Atividade → Continue, por favor, o texto sobre o envelhecimento a partir da última frase apresentada.

Texto para revisão →
◆ ◆ ◆ ◆ ◆ ◆ ◆

Os sonhos não envelhecem
A vida não aceita rascunhos. Muitas evoluções biotecnológicas vêm acontecendo rapidamente, possibilitando que mais pessoas vivam mais. Mas são as circunstâncias que a vida nos proporciona — ou não —, as escolhas que fazemos, que determinam como envelheceremos. Somos o reflexo do passado de muitos; do presente de outros tantos; e anunciamos a perspectiva de uma velhice futura, que será vivida de modo individual e coletivo.
Sobre a nossa bagagem genética atuam o ambiente e a cultura em que vivemos, os comportamentos assumidos e a passagem inevitável do tempo. Isso torna o envelhecimento um fenômeno individual e irrepetível.
Dessa forma, se é fato que nunca tantas pessoas alcançaram a velhice, também é verdade que vivemos um tempo paradoxal em que conflitam o desejo de continuar vivo e o medo de envelhecer. Se o tempo é nossa maior e finita riqueza, envelhecer cobra responsabilidade no uso do tempo conosco e com os outros.

◆ ◆ ◆ ◆ ◆ ◆ ◆

Dados fornecidos →

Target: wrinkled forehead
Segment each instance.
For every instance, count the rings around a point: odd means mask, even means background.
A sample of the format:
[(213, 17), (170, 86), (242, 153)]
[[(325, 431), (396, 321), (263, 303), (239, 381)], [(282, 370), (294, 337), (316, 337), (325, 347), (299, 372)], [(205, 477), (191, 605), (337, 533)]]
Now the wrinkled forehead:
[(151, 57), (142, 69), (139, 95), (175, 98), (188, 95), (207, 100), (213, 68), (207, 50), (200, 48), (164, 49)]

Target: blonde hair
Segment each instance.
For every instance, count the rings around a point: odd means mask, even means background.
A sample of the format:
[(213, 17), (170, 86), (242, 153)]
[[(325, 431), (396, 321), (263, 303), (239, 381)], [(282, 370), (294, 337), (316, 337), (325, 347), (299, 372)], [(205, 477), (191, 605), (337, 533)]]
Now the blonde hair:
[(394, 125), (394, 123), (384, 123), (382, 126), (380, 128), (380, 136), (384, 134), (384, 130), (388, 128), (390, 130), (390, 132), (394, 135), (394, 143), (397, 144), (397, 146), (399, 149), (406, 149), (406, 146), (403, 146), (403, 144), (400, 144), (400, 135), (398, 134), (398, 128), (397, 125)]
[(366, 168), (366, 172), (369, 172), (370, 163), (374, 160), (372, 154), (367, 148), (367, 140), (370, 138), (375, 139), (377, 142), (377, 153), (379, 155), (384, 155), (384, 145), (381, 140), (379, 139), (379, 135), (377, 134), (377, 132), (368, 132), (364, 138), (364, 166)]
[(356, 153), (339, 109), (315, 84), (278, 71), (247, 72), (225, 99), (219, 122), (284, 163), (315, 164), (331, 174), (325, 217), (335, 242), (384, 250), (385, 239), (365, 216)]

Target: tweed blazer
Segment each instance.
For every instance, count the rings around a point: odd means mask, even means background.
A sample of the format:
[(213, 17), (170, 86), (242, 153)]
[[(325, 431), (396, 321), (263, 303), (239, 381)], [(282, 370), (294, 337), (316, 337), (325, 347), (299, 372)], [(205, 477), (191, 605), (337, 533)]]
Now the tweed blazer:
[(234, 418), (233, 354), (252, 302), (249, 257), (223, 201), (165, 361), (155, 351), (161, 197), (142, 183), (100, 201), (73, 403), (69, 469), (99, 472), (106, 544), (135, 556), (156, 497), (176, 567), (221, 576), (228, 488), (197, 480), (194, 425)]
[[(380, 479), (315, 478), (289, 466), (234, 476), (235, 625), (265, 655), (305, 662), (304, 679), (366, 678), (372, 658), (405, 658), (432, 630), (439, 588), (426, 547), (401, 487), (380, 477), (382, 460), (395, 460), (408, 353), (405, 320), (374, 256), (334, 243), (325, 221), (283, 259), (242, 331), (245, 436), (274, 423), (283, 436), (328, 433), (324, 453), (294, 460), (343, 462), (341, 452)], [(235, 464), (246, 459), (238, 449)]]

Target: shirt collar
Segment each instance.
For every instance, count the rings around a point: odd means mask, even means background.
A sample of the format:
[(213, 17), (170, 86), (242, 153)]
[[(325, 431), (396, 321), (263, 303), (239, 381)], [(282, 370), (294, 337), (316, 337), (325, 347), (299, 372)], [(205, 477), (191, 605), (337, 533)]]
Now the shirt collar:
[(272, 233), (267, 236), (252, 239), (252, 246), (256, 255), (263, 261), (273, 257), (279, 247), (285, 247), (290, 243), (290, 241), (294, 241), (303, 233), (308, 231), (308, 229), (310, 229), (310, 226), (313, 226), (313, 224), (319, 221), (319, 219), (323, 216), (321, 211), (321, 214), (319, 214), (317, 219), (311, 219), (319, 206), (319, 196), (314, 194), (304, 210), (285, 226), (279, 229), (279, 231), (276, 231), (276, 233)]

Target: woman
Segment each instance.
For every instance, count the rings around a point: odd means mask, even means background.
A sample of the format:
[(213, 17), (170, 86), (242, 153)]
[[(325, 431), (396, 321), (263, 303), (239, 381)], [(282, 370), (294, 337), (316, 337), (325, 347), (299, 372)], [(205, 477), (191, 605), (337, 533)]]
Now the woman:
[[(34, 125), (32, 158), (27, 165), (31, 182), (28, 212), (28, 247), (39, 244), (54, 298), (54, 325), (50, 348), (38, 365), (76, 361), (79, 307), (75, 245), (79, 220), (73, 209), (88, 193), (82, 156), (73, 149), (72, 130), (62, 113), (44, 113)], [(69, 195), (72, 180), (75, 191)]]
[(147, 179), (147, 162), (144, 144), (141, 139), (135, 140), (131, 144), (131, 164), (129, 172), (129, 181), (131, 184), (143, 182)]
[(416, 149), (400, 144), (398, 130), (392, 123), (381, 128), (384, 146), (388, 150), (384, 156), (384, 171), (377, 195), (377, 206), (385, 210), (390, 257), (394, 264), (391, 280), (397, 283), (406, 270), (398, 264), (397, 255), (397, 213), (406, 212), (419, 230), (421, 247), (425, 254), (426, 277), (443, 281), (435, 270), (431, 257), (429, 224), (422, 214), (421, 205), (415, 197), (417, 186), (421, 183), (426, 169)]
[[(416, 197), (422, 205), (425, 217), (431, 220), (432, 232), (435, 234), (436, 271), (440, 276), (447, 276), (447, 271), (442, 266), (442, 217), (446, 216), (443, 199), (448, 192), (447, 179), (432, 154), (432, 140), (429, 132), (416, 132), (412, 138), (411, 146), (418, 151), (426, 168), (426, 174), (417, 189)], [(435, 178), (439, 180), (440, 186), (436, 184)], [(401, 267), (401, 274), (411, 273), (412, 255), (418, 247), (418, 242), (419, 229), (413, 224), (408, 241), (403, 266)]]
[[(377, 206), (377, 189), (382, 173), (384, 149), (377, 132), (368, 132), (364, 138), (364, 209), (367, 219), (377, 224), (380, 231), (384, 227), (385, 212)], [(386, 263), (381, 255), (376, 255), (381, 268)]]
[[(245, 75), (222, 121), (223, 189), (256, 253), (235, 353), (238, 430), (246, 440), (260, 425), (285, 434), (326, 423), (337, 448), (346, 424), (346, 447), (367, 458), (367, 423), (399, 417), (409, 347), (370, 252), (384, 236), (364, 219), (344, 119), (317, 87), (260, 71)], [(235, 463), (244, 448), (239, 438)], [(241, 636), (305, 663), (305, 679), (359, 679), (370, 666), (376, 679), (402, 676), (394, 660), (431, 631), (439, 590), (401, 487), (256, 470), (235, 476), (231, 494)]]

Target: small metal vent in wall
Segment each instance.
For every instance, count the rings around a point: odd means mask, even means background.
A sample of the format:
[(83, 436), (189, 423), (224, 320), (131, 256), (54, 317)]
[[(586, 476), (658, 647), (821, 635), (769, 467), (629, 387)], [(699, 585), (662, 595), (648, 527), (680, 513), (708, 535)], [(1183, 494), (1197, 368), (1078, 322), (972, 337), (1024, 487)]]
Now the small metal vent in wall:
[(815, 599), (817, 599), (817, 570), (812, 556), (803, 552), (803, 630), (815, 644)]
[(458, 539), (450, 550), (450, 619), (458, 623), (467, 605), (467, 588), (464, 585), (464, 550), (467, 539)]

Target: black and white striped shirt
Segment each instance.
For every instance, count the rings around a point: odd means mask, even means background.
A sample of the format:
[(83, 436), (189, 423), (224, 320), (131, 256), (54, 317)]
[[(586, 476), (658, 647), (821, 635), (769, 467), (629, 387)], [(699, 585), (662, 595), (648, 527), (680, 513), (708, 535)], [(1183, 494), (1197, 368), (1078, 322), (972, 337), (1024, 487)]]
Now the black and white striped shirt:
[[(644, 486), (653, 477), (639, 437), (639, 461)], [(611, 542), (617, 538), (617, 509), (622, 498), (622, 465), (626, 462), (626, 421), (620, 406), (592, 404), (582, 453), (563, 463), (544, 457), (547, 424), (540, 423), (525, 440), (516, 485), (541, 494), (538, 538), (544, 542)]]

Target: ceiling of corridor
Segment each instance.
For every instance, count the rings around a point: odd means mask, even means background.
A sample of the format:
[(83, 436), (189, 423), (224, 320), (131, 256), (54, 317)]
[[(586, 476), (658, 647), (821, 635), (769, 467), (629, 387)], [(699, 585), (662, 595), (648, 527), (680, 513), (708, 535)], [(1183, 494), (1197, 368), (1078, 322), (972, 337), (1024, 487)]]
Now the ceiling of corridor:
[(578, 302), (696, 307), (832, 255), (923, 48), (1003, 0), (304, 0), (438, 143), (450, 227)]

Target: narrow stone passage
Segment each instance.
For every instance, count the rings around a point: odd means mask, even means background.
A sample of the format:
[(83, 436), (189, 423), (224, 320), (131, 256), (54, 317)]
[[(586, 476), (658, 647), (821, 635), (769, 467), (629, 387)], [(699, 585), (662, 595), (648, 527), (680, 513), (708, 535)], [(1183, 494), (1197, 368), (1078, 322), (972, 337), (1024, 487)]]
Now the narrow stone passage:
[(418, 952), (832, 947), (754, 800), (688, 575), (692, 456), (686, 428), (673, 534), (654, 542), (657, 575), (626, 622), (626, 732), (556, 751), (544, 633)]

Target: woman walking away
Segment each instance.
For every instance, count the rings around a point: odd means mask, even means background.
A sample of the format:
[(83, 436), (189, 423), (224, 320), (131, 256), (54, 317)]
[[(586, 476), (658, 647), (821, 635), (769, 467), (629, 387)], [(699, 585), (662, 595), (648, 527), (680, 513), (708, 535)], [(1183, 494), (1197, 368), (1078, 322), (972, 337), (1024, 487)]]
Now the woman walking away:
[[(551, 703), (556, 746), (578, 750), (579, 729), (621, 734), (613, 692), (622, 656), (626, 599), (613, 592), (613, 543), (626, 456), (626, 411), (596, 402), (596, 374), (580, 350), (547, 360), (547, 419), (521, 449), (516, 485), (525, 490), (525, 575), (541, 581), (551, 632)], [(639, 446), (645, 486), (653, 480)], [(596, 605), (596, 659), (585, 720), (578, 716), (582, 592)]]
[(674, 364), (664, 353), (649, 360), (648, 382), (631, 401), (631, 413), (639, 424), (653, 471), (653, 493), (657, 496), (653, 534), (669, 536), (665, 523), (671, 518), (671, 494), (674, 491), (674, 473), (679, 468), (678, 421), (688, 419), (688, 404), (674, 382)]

◆ ◆ ◆ ◆ ◆ ◆ ◆

Espaço para resposta →
Para apoiar as decisões sobre o uso do tempo, pesquisas têm demonstrado que o que promove felicidade e bem-estar na velhice são as relações que construímos ao longo da vida. É importante investir tempo no cultivo de relações construtivas: aquelas que apoiam não somente com elogios, mas com uma escuta ativa e crítica, que conseguem ler entrelinhas e estão disponíveis para acolher nossas derrotas e vibrar com nossas vitórias. Amanhã pode ser tarde demais para dizer, fazer, viver com pessoas que nos importam. Afinal, a vida é breve e imprevisível.
Além disso, o uso adequado do tempo pressupõe saber distribuí-lo entre os cuidados. O cuidado com o corpo, o cuidado com a mente, o cuidado com o espírito, o cuidado com as pessoas, o cuidado com o mundo…
Autocuidado é parte de uma perspectiva positiva de envelhecimento, pois significa assumir responsabilidade sobre o que fazemos, o que comemos, quanto tempo passamos sentados por dia, quanto tempo dedicamos a praticar atividades físicas, quanto tempo dedicamos ao trabalho, o que nos motiva.
E, como não há rascunho, é preciso fazer a vida valer a pena.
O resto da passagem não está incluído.